## Entries

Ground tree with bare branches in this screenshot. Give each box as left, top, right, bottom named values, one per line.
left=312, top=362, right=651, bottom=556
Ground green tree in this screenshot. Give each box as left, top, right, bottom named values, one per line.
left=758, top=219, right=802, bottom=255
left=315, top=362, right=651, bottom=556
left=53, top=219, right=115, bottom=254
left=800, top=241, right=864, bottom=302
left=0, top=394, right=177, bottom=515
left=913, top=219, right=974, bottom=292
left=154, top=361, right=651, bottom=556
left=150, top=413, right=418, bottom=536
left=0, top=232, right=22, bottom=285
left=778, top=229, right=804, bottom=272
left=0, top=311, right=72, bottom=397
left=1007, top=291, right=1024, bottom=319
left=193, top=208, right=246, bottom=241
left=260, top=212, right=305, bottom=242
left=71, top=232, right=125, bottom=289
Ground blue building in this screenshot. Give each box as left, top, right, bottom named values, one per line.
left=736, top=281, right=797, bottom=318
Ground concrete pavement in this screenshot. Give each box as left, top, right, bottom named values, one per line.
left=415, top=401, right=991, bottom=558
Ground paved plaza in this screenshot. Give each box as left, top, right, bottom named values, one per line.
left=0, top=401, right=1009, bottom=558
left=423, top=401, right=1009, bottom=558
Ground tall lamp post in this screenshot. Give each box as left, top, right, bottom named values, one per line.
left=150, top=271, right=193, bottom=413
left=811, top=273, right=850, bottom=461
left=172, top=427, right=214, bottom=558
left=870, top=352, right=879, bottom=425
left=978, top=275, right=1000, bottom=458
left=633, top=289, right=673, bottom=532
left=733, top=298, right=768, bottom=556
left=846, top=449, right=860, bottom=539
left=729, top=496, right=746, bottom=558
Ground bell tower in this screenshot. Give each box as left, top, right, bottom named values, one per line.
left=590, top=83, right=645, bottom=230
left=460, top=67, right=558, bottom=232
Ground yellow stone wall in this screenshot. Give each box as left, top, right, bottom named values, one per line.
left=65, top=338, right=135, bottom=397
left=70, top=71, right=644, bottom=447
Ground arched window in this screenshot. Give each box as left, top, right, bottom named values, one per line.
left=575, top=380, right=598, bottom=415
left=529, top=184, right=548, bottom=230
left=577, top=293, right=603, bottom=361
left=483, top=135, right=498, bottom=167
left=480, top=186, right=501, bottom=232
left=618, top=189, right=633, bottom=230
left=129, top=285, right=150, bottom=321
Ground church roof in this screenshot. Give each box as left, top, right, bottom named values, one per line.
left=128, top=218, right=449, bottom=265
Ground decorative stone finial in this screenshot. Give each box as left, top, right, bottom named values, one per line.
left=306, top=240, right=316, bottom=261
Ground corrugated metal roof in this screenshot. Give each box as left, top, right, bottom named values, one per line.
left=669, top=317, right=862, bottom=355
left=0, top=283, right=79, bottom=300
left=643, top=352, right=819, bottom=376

## Job
Turn the data above into a CSV with two columns, label_text and boxes. Give one row for each line beginning "Ground", with that line in label_text and all the boxes listed under it in boxes, each field in double quotes and with line breaks replaced by spaces.

## Solution to the exercise
label_text,boxes
"Ground tree with bare branches in this screenshot. Give each box as left, top, right, bottom named values, one per line.","left=312, top=362, right=651, bottom=556"
"Ground green tree in this screenshot. Give each box as left, top, right, bottom named values, one per line.","left=758, top=219, right=802, bottom=255 left=315, top=362, right=651, bottom=556 left=53, top=219, right=115, bottom=254 left=800, top=241, right=864, bottom=302 left=0, top=394, right=177, bottom=515 left=913, top=219, right=974, bottom=292 left=154, top=361, right=651, bottom=556 left=150, top=413, right=418, bottom=536 left=0, top=232, right=22, bottom=285 left=778, top=229, right=804, bottom=272 left=0, top=311, right=72, bottom=397 left=1007, top=291, right=1024, bottom=319 left=193, top=208, right=246, bottom=241 left=260, top=212, right=305, bottom=242 left=71, top=232, right=125, bottom=289"
"Ground blue building in this screenshot. Give each box as left, top, right, bottom named values, one per line.","left=736, top=281, right=797, bottom=318"
"Ground concrete pavement in this screenshot. Give each box as left, top, right, bottom named values, one per line.","left=415, top=401, right=991, bottom=558"
"Ground paved plaza in this screenshot. Give each box as left, top, right, bottom named values, one per line.","left=0, top=401, right=1009, bottom=558 left=423, top=401, right=1009, bottom=558"
"Ground tall lamp post in this screenshot. Give each box as left, top, right, bottom named values, one per line.","left=150, top=271, right=193, bottom=413 left=811, top=273, right=850, bottom=461 left=172, top=427, right=214, bottom=558 left=870, top=352, right=879, bottom=425 left=978, top=275, right=1000, bottom=458 left=633, top=289, right=673, bottom=532 left=733, top=298, right=768, bottom=556 left=846, top=449, right=860, bottom=539 left=729, top=496, right=746, bottom=558"
"Ground bell tower in this screenshot. Give each box as left, top, right, bottom named values, one per line.","left=590, top=83, right=645, bottom=230 left=460, top=67, right=558, bottom=232"
"Ground yellow stone wall in this screenshot. Give each box as left, top, right, bottom named values, one per line.","left=65, top=338, right=135, bottom=397 left=70, top=71, right=644, bottom=447"
"Ground arched window in this screenshot. Give each box as left, top, right, bottom named values, one per line.","left=575, top=380, right=598, bottom=415 left=529, top=184, right=548, bottom=230 left=577, top=293, right=603, bottom=361 left=483, top=135, right=498, bottom=167 left=480, top=186, right=501, bottom=232 left=618, top=189, right=633, bottom=230 left=129, top=285, right=150, bottom=321"
"Ground church roof in this screenshot. Give each box as left, top, right, bottom named values, one per line.","left=128, top=218, right=449, bottom=265"
"Ground decorative stone finial in this screenshot. Give each box as left, top, right, bottom named values, one per line.","left=306, top=240, right=316, bottom=261"
"Ground corrugated metal roof in this screenshot. Give each box as left, top, right, bottom named values, one per line.","left=669, top=317, right=862, bottom=355 left=0, top=283, right=79, bottom=300 left=643, top=352, right=819, bottom=376"